• _EXERCISE BRIEF_:
List every line in the records below that contains the word "podium", matching upper and lower case exactly.

• _Labels for object points_:
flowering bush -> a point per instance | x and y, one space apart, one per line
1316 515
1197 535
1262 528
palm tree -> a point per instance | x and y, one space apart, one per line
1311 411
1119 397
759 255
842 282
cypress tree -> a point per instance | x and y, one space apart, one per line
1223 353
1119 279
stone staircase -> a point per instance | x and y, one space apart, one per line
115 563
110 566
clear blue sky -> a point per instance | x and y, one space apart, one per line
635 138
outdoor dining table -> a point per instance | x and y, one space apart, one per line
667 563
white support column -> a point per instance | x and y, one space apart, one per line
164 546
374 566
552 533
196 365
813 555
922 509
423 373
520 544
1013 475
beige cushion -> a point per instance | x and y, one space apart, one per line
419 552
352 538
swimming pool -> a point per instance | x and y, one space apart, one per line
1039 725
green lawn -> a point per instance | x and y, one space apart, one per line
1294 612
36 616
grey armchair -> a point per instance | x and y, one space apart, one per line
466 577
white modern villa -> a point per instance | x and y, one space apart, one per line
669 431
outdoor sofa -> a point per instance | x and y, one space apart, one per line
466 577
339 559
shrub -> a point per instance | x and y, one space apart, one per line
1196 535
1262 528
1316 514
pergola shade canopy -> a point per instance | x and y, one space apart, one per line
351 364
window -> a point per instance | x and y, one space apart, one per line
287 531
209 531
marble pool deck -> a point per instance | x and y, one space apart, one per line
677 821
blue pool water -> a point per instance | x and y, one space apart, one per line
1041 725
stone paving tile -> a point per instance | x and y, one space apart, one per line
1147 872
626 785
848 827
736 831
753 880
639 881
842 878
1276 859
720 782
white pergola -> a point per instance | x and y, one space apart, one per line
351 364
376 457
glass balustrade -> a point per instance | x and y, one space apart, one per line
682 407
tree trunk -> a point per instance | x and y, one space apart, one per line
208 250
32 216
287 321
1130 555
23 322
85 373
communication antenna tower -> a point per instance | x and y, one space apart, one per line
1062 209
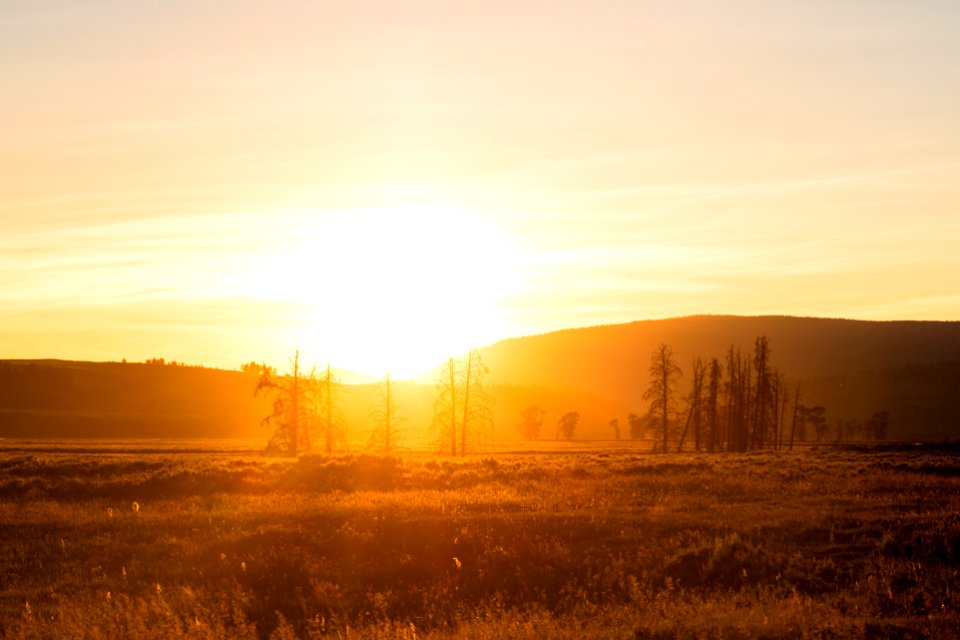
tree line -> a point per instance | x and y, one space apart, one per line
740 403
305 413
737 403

---

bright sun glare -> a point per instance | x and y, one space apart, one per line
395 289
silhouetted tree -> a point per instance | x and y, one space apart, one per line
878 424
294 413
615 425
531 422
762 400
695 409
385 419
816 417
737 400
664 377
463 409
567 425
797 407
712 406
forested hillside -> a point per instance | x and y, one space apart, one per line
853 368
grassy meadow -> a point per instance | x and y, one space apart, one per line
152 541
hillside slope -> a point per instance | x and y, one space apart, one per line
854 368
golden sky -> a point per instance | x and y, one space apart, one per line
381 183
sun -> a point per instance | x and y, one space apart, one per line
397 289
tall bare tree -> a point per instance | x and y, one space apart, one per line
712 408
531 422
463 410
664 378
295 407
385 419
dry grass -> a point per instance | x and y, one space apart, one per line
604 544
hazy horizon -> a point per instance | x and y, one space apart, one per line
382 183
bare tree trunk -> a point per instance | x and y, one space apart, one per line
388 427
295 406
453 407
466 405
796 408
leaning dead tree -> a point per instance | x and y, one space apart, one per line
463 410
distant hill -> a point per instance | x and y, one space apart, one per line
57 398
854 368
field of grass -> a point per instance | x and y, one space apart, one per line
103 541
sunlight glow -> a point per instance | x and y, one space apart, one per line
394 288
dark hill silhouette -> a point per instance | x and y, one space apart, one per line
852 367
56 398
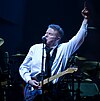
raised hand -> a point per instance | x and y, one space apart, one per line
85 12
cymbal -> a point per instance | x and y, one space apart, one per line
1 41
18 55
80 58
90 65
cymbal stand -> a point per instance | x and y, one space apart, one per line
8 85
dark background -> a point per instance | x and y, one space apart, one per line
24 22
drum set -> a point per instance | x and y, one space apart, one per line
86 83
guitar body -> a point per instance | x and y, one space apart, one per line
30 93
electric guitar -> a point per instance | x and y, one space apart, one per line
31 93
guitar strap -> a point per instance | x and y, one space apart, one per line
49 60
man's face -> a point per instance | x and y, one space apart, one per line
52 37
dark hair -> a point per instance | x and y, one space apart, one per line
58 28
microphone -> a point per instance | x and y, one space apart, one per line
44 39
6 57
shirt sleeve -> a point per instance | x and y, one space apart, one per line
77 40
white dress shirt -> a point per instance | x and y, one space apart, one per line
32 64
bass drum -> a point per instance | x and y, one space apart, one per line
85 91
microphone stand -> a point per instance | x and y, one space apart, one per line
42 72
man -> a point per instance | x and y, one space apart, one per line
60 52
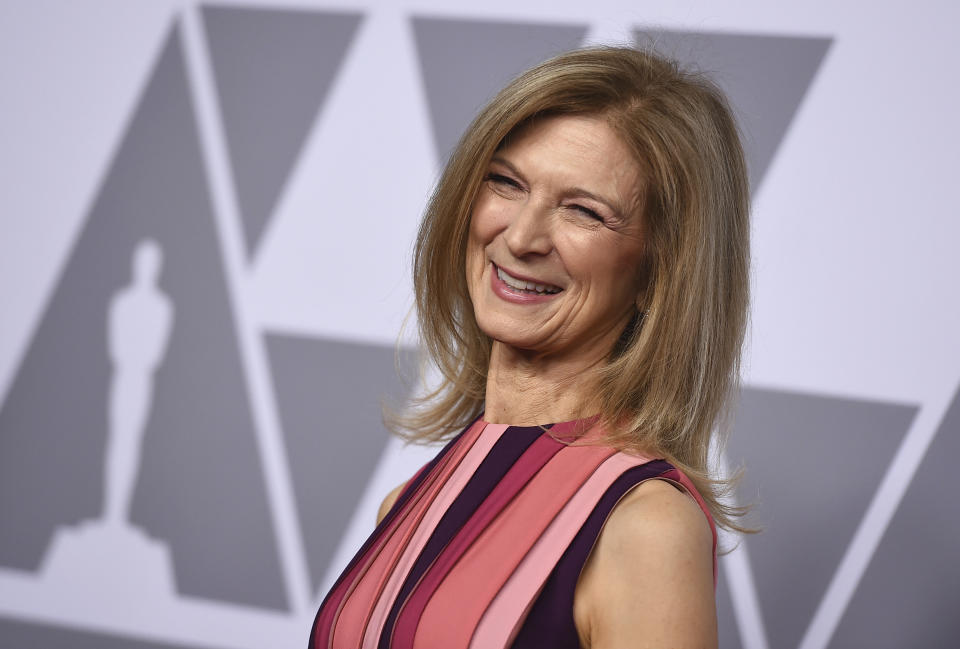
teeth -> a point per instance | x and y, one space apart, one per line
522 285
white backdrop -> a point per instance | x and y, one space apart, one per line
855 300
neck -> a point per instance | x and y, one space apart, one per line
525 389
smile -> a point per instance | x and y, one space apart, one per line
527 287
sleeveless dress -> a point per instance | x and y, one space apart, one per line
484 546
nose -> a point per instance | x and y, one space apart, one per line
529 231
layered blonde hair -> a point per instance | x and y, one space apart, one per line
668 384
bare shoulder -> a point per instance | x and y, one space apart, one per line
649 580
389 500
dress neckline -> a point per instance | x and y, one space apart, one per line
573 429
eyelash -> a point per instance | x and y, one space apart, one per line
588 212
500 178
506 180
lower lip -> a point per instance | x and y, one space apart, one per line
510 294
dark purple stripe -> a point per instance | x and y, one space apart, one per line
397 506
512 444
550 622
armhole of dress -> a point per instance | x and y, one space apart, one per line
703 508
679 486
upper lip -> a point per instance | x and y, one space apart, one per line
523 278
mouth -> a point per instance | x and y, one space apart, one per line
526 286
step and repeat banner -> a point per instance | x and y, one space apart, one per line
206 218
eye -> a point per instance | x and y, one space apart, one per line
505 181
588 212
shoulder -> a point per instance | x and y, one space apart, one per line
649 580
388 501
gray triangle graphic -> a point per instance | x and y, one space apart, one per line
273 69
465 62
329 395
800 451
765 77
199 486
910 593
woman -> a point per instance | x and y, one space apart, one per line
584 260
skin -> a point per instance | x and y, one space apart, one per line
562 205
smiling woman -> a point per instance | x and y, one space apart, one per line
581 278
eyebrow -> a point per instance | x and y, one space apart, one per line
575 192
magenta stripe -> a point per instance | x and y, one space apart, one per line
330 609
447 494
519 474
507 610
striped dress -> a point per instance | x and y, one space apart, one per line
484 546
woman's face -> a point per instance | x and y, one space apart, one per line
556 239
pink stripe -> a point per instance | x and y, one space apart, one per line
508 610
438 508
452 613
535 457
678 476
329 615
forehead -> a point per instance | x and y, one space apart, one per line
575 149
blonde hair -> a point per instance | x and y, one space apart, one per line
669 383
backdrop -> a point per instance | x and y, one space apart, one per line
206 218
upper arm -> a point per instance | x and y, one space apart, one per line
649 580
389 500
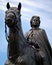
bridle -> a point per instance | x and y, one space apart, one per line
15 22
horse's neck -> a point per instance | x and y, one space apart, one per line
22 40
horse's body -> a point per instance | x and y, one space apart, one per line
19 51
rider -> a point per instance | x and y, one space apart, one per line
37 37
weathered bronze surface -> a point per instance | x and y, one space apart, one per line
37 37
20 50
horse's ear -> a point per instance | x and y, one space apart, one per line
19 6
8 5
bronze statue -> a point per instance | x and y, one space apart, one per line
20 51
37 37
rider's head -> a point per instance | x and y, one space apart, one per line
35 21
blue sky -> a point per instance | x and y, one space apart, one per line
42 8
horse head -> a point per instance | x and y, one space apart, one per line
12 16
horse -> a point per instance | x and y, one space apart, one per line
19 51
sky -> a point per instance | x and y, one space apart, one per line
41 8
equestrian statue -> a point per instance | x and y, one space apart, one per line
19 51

...

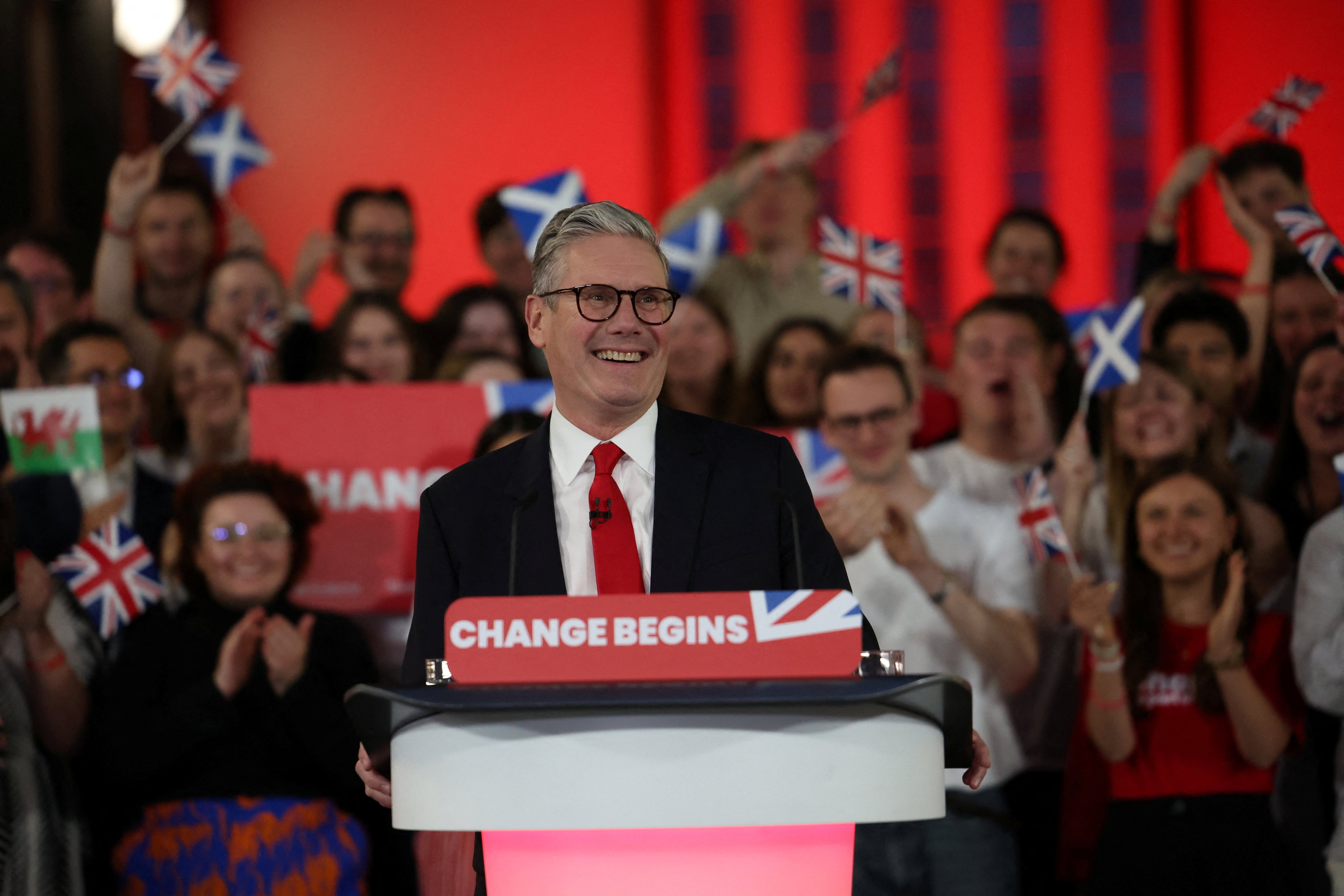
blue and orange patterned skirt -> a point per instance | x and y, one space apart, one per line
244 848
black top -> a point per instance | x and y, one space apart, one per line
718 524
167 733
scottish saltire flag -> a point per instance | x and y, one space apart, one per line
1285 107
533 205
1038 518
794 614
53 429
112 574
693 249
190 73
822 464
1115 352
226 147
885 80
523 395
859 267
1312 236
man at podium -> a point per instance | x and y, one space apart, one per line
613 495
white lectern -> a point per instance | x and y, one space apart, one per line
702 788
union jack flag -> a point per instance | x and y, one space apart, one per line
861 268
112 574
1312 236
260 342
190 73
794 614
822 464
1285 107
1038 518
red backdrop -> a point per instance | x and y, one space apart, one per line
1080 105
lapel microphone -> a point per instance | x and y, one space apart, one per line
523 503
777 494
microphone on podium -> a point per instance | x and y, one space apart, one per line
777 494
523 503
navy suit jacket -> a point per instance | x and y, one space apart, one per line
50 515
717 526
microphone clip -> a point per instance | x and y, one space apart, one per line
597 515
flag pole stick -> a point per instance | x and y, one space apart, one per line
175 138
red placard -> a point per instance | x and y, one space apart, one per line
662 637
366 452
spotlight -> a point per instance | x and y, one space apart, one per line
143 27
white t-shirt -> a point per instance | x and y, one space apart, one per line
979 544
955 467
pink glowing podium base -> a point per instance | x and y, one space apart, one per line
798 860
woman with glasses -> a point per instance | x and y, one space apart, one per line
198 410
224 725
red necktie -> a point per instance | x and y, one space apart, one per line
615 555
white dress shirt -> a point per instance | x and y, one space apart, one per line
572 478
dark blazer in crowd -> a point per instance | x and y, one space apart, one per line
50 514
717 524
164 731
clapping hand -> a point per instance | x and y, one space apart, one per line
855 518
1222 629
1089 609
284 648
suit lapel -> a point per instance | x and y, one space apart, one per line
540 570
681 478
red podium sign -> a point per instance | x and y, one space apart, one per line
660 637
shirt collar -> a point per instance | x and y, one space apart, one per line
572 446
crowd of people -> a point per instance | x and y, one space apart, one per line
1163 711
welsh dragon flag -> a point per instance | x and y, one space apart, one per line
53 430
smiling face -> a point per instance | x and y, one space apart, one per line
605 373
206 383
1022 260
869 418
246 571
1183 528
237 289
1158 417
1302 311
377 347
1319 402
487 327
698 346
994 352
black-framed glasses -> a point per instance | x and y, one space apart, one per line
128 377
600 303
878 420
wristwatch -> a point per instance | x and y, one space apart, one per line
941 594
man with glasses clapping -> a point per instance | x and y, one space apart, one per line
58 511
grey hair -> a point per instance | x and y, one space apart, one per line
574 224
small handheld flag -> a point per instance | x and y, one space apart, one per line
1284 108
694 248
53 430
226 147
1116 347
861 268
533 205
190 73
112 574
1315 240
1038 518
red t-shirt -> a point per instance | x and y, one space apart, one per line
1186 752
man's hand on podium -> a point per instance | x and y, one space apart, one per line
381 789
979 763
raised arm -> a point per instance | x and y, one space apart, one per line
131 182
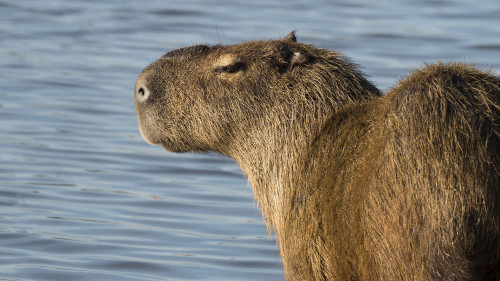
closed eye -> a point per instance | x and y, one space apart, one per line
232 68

• _IN RESPONSE_:
man at podium -> a point per instance | x and y, one space apart, one per line
microphone on podium -> a point per instance | x and y, one space apart, one per line
pink glowing podium base -> a point per instance | x and y, one space apart, one per line
red podium sign -> a point per instance | x and y, one space apart, one per line
man's hand on podium -> a point per instance | x and y, one space apart, one per line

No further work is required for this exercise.